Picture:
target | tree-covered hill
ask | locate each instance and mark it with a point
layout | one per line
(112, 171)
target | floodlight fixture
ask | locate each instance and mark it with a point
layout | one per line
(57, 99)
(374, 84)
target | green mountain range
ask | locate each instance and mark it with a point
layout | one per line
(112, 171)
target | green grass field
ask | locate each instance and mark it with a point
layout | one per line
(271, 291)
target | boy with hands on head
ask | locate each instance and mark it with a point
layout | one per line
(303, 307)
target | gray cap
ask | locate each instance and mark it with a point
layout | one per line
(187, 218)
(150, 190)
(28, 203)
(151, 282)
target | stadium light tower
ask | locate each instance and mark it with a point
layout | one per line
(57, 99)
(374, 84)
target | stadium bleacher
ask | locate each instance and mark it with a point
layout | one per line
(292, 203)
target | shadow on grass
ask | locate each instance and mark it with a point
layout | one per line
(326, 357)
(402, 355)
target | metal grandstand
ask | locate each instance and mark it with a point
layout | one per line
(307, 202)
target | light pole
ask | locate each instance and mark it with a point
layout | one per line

------------------------------------------------

Given instruction ▸
Rewrite all of the lines above, requests included, and multiply every point coordinate in the answers by 1.9, rounding each result to a whole number with halves rounded up.

Result for this exercise ▸
Picture:
target | tree-covered hill
ask | locate each instance and mark it with a point
layout | one per line
(213, 325)
target | floodlight fixture
ask | locate each instance and mark it with a point
layout | one per line
(108, 188)
(711, 160)
target | green mountain range
ask | locate each instance and mark it with a point
layout | one per line
(213, 325)
target | green grass field
ask | locate each instance and mark it with a point
layout | one per line
(515, 553)
target | boy with hands on head
ask | locate each instance and mark it with a point
layout | one per line
(576, 583)
target | gray cap
ask | locate each instance and mark it with a point
layout | one per line
(355, 414)
(285, 361)
(53, 386)
(287, 536)
target | stadium light tower
ask | locate each instance and mark it with a point
layout | one per line
(108, 188)
(711, 160)
target | stadium bleacher
ask | locate each instance and mark it with a point
layout | one per line
(555, 386)
target | shadow on grass
ask | locate each instance and mark it with a point
layout | one per line
(619, 678)
(764, 675)
target | metal grandstand
ask | locate each instance and mark it with a point
layout | one per line
(583, 384)
target | light pole
ask | locate each instance and mark it with a point
layout | one per line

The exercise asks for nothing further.